Work item
The entries are to be repeated in full, without any change.

Collected data entries
---

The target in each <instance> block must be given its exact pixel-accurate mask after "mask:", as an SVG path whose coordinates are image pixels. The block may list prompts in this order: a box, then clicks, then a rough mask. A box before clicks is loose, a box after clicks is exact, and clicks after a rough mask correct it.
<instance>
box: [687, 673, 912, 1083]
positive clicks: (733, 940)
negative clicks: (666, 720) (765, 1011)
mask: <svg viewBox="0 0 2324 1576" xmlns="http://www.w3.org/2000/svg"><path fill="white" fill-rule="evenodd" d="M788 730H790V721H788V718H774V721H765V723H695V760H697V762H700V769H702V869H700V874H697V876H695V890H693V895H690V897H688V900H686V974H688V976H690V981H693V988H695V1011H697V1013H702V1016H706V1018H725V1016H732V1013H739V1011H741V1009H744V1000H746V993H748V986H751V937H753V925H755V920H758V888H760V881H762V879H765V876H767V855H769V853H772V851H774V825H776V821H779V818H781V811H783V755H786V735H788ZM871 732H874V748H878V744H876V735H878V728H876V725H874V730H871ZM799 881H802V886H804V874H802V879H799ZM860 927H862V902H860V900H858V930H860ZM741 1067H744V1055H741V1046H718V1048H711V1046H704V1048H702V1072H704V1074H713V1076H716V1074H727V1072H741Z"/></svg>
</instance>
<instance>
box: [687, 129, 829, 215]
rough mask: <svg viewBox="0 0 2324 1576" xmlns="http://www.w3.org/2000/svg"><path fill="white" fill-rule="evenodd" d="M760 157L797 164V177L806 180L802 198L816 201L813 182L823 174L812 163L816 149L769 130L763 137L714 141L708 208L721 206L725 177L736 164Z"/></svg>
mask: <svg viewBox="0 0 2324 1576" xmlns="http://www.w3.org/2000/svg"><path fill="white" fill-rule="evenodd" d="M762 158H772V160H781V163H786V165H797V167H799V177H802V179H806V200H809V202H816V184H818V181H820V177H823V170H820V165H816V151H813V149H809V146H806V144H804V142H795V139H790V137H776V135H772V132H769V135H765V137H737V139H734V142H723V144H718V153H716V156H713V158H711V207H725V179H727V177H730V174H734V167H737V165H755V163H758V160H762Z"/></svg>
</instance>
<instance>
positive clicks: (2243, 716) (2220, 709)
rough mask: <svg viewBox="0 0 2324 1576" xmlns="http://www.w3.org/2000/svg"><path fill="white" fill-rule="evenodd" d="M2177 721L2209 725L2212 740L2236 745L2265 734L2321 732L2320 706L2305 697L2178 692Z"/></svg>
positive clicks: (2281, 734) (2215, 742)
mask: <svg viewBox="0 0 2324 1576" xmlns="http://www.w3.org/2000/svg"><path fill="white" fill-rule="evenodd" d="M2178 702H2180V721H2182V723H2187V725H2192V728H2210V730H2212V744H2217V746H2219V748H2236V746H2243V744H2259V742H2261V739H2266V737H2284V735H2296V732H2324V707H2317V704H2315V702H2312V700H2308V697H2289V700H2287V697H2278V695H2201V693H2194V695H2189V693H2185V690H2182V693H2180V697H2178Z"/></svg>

---

Exercise output
The target in each <instance> block must be given its exact pixel-accurate mask after "mask:", as an SVG path whose coordinates are image pixels. The block may list prompts in this order: a box, then clicks, then a rough mask. A box before clicks is loose, a box after clicks is exact, and clicks after a rough mask correct it.
<instance>
box: [687, 673, 912, 1083]
positive clicks: (733, 940)
negative clicks: (666, 720) (765, 1011)
mask: <svg viewBox="0 0 2324 1576" xmlns="http://www.w3.org/2000/svg"><path fill="white" fill-rule="evenodd" d="M788 730H790V721H788V718H774V721H765V723H695V760H697V762H700V769H702V869H700V874H697V876H695V890H693V895H690V897H688V900H686V974H688V976H690V981H693V988H695V1011H697V1013H702V1016H706V1018H725V1016H732V1013H739V1011H741V1009H744V1000H746V993H748V986H751V937H753V925H755V920H758V888H760V881H762V879H765V876H767V855H769V853H772V851H774V825H776V821H779V818H781V811H783V755H786V735H788ZM871 732H874V748H878V744H876V735H878V728H876V725H874V730H871ZM799 881H802V886H804V874H802V879H799ZM860 927H862V902H860V900H858V930H860ZM741 1067H744V1055H741V1046H718V1048H711V1046H704V1048H702V1072H704V1074H713V1076H716V1074H727V1072H741Z"/></svg>
</instance>
<instance>
box: [687, 129, 829, 215]
rough mask: <svg viewBox="0 0 2324 1576" xmlns="http://www.w3.org/2000/svg"><path fill="white" fill-rule="evenodd" d="M760 157L797 164V177L806 180L802 198L816 201L813 182L823 174L812 163L816 149L769 130L763 137L714 141L708 208L721 206L725 177L736 164Z"/></svg>
mask: <svg viewBox="0 0 2324 1576" xmlns="http://www.w3.org/2000/svg"><path fill="white" fill-rule="evenodd" d="M762 158H772V160H781V163H786V165H797V167H799V177H802V179H806V200H809V202H816V184H818V181H820V177H823V170H820V165H816V151H813V149H809V146H806V144H804V142H795V139H790V137H776V135H772V132H769V135H765V137H737V139H734V142H723V144H718V153H716V156H713V158H711V207H725V179H727V177H730V174H734V167H737V165H755V163H758V160H762Z"/></svg>
</instance>
<instance>
positive clicks: (2243, 716) (2220, 709)
rough mask: <svg viewBox="0 0 2324 1576" xmlns="http://www.w3.org/2000/svg"><path fill="white" fill-rule="evenodd" d="M2177 721L2209 725L2212 740L2236 745L2265 734L2321 732L2320 706L2305 697L2178 692Z"/></svg>
positive clicks: (2281, 734) (2215, 742)
mask: <svg viewBox="0 0 2324 1576" xmlns="http://www.w3.org/2000/svg"><path fill="white" fill-rule="evenodd" d="M2178 702H2180V721H2182V723H2187V725H2192V728H2210V730H2212V744H2217V746H2219V748H2236V746H2243V744H2259V742H2261V739H2266V737H2284V735H2296V732H2324V707H2317V704H2315V702H2312V700H2308V697H2289V700H2287V697H2278V695H2201V693H2194V695H2189V693H2185V690H2182V693H2180V697H2178Z"/></svg>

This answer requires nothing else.